== The exercise ==
In two sentences, sum up the piece below titled "The Flying Spaghetti Monster."

“The Flying Spaghetti Monster”

I recently read this article in which Arian Foster, an NFL star for the Texans, shares 6 things he hopes to teach his daughter.

It was refreshing to read that a millionaire had his daughter do chores to earn something she wanted. He also shares how he hopes she is kind, and motivated by her passions in life, and values her self-worth. Like I said, refreshing. Encouraging, even, to read that a celebrity is actually parenting.

Then I read his sixth point entitled, The Flying Spaghetti Monster. Here he argues that with so many religions and beliefs out in this world that he will not tell her what to believe in. Rather, when she is old enough, he will support her in what she chooses to believe, if she chooses religion at all.

What do you think of this?

I obviously don’t know Arian Foster. I know he plays football, period.  I am just basing this discussion on the paragraph he penned. Since I have read his article, I just keeping thinking about his statement, “I will never tell her what to believe in.” When I think about that, I mean really reflect on that, it is a very ignorant statement.

== Data ==
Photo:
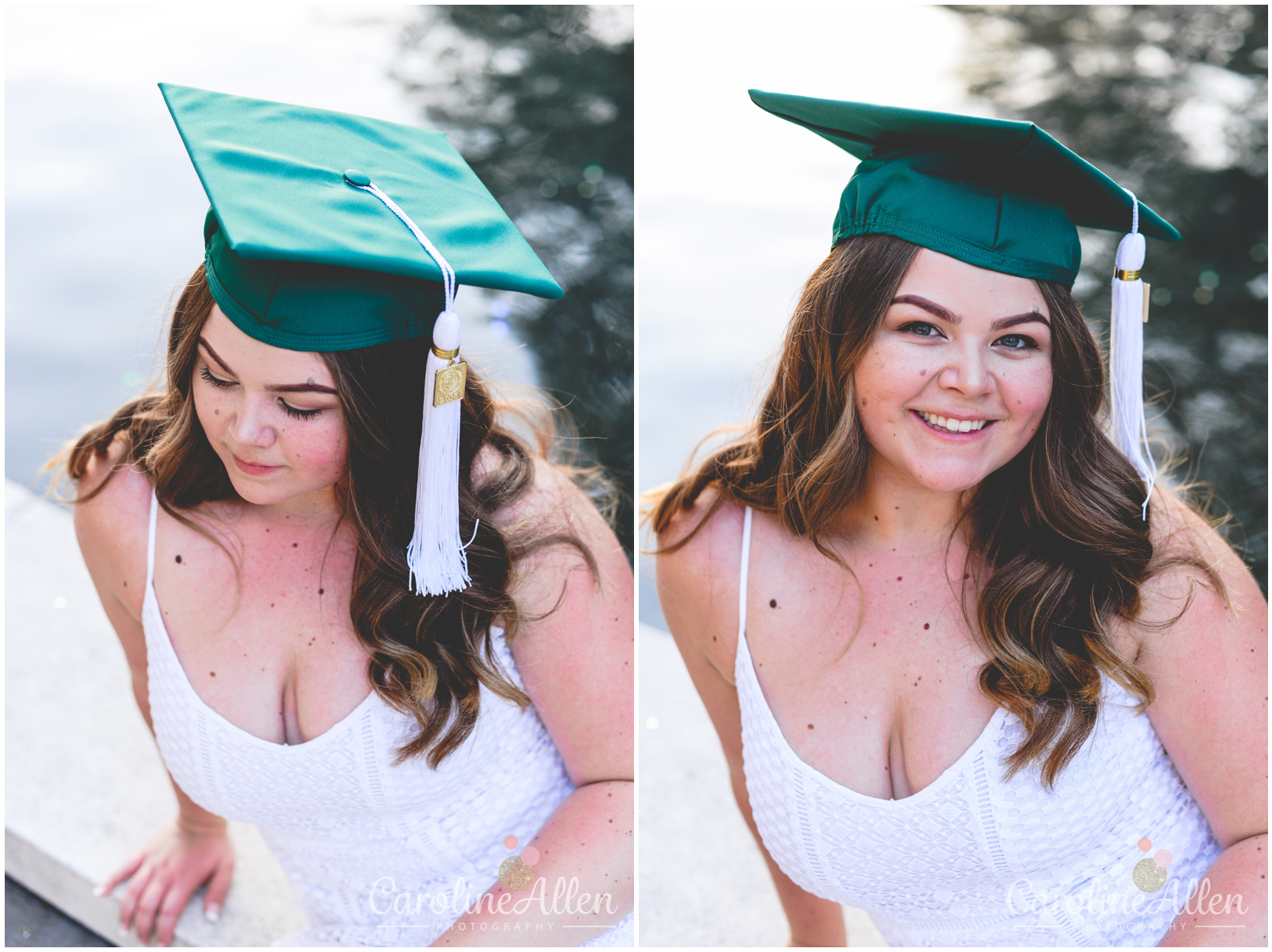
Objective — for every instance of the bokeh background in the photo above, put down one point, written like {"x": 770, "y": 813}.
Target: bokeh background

== The solution ==
The writer found it refreshing that NFL star Arian Foster, in an article on six things he hopes to teach his daughter, has her do chores to earn things and hopes she will be kind, driven by her passions, and aware of her self-worth. But the writer calls his sixth point, that he will never tell her what to believe in and will support whatever she chooses when she is old enough, a very ignorant statement.